Collect every line in the items below that contains the word "charred" and copy each one out in full.
----- RECORDED INFORMATION -----
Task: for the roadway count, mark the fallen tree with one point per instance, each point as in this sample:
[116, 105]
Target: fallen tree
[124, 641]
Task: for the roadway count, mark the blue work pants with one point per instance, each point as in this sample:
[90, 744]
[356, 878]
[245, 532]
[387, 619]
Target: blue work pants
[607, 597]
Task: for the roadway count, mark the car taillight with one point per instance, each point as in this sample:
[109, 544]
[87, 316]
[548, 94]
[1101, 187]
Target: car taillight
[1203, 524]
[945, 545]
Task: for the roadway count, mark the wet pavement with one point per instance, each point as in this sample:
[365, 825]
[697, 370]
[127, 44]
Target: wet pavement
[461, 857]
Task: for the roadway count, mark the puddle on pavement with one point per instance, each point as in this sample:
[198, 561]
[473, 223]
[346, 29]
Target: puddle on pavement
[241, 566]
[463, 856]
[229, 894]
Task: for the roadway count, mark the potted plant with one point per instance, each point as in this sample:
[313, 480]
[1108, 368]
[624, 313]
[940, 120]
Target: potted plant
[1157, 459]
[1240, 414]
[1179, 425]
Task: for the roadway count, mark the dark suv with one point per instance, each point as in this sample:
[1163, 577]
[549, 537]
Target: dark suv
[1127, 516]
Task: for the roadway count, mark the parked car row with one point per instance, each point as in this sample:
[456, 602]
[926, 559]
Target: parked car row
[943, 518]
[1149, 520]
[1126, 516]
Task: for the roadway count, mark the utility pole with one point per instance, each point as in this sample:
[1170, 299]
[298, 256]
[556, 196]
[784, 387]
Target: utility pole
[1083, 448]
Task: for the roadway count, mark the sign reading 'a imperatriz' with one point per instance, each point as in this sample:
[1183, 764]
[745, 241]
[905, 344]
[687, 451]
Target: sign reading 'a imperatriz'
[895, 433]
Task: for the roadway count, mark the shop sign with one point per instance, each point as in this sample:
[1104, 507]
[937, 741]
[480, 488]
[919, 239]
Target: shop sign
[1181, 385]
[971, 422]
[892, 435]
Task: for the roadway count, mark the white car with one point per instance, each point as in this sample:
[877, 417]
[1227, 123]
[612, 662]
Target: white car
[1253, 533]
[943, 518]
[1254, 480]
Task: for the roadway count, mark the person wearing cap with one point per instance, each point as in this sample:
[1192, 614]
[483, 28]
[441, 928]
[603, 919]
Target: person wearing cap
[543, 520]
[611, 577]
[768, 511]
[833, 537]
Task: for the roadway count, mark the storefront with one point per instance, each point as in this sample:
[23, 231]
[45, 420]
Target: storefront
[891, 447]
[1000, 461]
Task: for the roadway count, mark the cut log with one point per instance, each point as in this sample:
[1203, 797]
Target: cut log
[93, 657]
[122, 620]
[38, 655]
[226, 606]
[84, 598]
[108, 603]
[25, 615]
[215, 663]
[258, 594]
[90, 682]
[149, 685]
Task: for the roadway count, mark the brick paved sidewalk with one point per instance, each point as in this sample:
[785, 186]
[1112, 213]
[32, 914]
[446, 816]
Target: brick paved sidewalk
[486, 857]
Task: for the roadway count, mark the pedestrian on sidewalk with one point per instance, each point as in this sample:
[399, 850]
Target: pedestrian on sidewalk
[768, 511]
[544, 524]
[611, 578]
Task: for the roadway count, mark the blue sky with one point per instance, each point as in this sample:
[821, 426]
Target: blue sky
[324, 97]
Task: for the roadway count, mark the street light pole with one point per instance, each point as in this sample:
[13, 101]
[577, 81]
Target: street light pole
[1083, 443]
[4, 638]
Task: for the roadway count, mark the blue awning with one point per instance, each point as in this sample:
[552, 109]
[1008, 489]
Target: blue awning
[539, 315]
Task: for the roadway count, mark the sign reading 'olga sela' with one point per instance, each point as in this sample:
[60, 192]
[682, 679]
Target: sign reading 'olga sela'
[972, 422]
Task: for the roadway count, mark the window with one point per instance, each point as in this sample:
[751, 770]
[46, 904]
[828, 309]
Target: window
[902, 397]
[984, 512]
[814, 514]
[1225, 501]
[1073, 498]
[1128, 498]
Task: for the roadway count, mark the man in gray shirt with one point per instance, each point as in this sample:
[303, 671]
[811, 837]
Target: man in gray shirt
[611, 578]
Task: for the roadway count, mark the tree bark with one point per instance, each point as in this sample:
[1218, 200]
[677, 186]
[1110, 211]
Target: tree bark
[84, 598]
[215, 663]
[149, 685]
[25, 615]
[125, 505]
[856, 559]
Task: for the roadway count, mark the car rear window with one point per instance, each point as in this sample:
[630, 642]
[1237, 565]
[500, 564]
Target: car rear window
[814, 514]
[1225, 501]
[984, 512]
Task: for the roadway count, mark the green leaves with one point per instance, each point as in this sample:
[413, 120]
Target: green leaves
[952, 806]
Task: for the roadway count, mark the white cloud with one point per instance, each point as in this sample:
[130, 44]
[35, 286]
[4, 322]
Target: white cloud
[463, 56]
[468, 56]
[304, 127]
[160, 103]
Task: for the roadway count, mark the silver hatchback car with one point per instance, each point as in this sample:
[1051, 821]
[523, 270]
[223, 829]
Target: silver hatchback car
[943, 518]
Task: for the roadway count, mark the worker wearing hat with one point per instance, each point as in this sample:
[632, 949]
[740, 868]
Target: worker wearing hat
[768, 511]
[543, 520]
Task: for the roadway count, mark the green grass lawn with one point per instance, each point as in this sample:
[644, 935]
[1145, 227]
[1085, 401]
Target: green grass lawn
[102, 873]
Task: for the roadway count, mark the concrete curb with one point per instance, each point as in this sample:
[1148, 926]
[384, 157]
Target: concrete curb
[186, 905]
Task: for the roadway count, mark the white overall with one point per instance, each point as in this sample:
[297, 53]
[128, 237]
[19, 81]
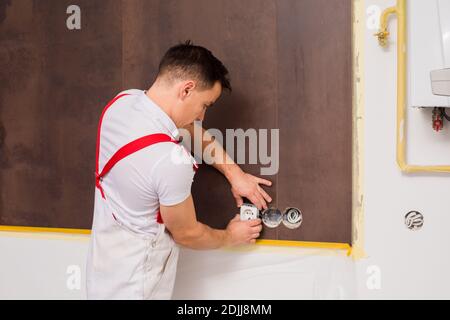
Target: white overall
[124, 264]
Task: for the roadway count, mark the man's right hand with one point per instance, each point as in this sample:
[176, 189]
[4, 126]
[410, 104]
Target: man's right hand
[243, 232]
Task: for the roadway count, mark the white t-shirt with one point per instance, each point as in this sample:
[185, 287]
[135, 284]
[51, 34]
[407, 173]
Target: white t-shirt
[159, 174]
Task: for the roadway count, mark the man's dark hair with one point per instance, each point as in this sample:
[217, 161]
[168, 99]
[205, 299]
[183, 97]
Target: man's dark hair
[187, 60]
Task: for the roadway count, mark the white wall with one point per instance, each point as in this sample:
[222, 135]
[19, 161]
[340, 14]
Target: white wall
[410, 264]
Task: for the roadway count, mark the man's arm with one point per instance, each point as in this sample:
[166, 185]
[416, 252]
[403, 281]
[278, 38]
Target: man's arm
[181, 221]
[242, 184]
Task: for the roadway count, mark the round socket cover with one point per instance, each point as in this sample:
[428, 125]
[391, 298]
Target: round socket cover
[292, 218]
[271, 217]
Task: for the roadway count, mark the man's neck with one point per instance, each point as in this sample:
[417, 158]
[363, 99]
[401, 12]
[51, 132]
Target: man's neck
[161, 98]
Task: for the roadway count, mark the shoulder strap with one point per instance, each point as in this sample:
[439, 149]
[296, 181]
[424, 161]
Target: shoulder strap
[124, 151]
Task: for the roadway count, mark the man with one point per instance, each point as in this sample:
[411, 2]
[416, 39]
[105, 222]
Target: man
[143, 203]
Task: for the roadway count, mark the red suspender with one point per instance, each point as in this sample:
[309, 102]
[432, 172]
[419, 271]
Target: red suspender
[125, 151]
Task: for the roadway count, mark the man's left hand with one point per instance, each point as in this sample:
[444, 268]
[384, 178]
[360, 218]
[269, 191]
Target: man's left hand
[248, 186]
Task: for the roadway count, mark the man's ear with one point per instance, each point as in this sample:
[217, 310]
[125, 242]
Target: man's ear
[186, 89]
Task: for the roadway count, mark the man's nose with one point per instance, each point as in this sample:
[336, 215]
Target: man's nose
[201, 116]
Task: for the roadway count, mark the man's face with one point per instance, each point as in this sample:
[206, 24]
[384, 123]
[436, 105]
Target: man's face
[196, 101]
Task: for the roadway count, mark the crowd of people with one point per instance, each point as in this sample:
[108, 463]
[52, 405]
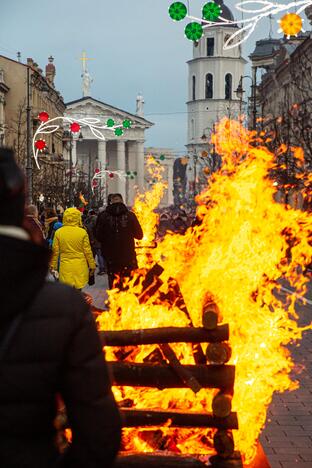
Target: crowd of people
[50, 351]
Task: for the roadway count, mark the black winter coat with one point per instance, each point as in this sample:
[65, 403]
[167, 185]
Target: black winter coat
[56, 349]
[116, 229]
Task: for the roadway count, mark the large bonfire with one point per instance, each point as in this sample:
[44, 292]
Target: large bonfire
[245, 244]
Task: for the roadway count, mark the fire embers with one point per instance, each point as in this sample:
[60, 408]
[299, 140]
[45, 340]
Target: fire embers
[154, 363]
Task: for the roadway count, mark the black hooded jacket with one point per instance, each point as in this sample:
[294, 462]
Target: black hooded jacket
[55, 349]
[116, 229]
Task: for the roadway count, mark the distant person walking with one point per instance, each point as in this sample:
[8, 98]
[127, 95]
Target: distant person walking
[90, 224]
[116, 229]
[71, 250]
[49, 347]
[32, 223]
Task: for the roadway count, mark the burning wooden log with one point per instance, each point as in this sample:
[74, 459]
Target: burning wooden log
[176, 298]
[218, 353]
[222, 405]
[133, 418]
[224, 443]
[211, 315]
[235, 461]
[162, 376]
[164, 335]
[186, 376]
[157, 461]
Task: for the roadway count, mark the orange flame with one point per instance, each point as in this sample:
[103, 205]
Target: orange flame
[238, 254]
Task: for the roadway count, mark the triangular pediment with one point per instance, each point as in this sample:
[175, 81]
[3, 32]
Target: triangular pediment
[96, 108]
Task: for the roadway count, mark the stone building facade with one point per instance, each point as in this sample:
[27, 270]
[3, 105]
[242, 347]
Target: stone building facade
[14, 86]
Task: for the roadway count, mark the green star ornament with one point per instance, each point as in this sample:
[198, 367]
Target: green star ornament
[211, 11]
[177, 11]
[193, 31]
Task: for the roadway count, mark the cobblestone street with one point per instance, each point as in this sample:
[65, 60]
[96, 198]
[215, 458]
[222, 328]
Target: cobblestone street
[287, 438]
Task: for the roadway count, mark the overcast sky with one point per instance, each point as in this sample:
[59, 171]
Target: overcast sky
[135, 47]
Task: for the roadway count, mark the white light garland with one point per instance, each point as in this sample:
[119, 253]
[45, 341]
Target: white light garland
[263, 9]
[122, 175]
[49, 126]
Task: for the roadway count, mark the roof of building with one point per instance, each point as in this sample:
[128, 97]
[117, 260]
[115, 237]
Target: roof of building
[266, 48]
[134, 116]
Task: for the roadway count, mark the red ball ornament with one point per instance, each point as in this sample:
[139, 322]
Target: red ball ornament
[75, 127]
[43, 116]
[40, 145]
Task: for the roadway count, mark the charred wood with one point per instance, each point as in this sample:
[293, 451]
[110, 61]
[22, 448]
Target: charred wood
[224, 443]
[186, 376]
[157, 461]
[134, 418]
[162, 376]
[218, 353]
[235, 461]
[222, 404]
[164, 335]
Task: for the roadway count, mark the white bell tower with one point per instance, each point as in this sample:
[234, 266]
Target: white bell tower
[214, 75]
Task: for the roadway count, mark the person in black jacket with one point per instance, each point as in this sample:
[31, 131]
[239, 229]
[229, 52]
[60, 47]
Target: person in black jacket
[49, 348]
[116, 229]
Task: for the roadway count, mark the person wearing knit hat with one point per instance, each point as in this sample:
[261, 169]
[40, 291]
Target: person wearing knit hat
[49, 350]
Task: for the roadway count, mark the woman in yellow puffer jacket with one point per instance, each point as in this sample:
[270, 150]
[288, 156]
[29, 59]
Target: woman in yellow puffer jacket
[71, 250]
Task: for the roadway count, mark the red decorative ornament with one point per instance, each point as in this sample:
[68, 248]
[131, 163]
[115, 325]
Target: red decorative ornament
[75, 127]
[43, 116]
[40, 145]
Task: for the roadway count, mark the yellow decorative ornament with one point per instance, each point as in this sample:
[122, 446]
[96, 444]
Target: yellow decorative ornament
[291, 24]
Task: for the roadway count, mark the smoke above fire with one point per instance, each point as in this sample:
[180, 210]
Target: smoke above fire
[245, 244]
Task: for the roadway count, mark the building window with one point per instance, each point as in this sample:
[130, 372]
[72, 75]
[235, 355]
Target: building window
[210, 46]
[228, 86]
[209, 86]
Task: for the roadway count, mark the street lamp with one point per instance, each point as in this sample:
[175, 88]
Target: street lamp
[240, 94]
[68, 137]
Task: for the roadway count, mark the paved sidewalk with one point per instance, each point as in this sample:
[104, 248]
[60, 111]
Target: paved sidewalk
[287, 438]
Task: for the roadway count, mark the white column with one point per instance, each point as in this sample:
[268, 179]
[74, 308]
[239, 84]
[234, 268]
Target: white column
[102, 158]
[121, 166]
[170, 182]
[74, 152]
[140, 164]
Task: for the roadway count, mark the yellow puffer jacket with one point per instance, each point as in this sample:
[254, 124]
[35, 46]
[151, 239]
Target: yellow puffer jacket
[71, 250]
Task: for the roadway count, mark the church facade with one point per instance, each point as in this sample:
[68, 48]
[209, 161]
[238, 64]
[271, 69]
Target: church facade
[116, 153]
[213, 76]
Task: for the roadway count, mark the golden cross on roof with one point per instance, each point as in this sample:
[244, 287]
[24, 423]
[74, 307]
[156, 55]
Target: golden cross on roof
[84, 59]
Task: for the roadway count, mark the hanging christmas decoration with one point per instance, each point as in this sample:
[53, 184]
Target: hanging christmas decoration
[126, 123]
[177, 11]
[211, 11]
[194, 31]
[43, 116]
[48, 126]
[255, 10]
[75, 127]
[290, 24]
[40, 145]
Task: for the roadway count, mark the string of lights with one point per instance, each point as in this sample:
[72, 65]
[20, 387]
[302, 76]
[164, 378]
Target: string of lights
[290, 23]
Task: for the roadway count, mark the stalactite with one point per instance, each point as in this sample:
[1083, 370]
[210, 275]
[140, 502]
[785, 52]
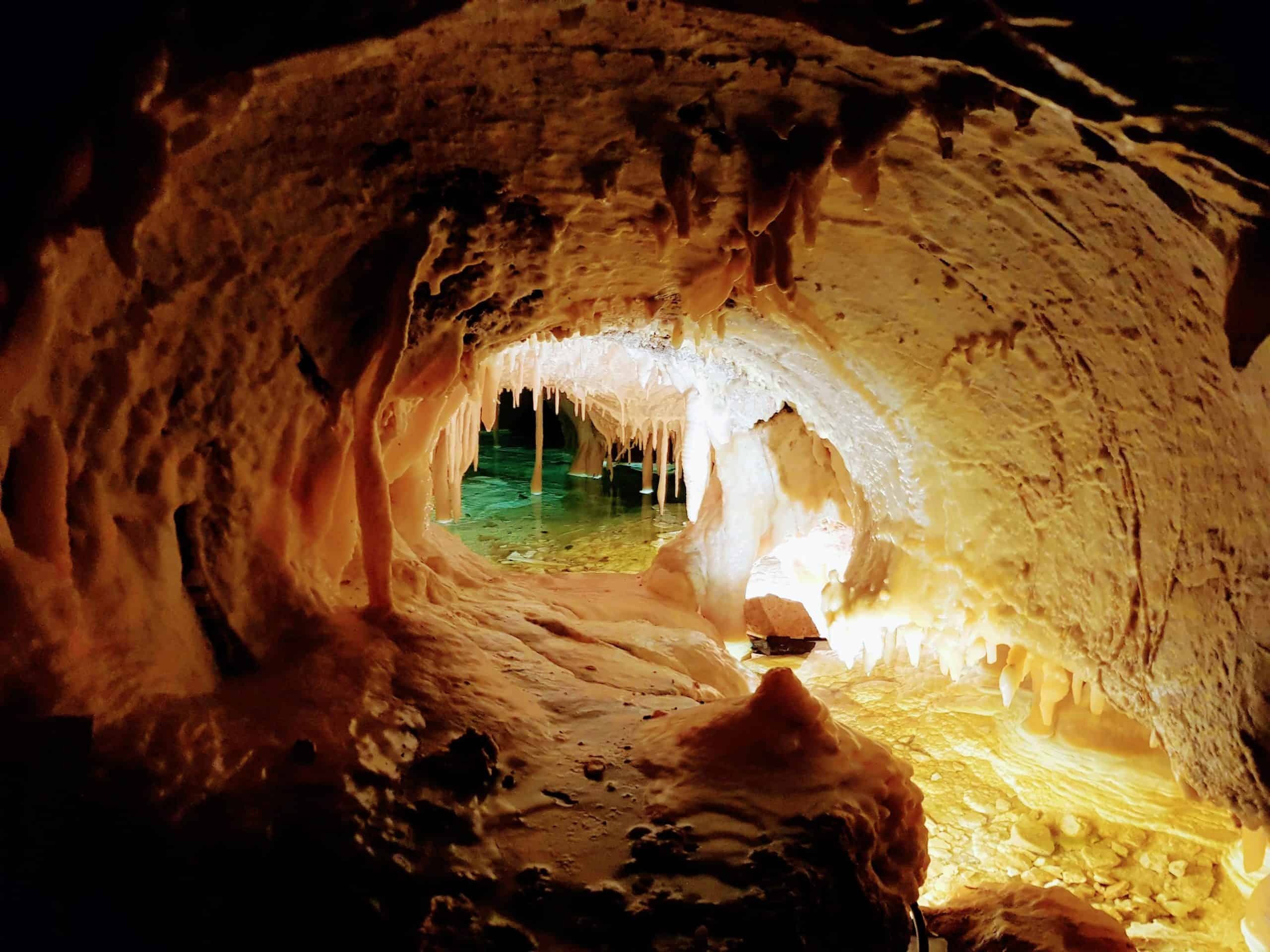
-----
● **THE RESULT**
Task: for the roadway count, mark the charred wood with one point per instance, each point as in this sample:
Target: charred wood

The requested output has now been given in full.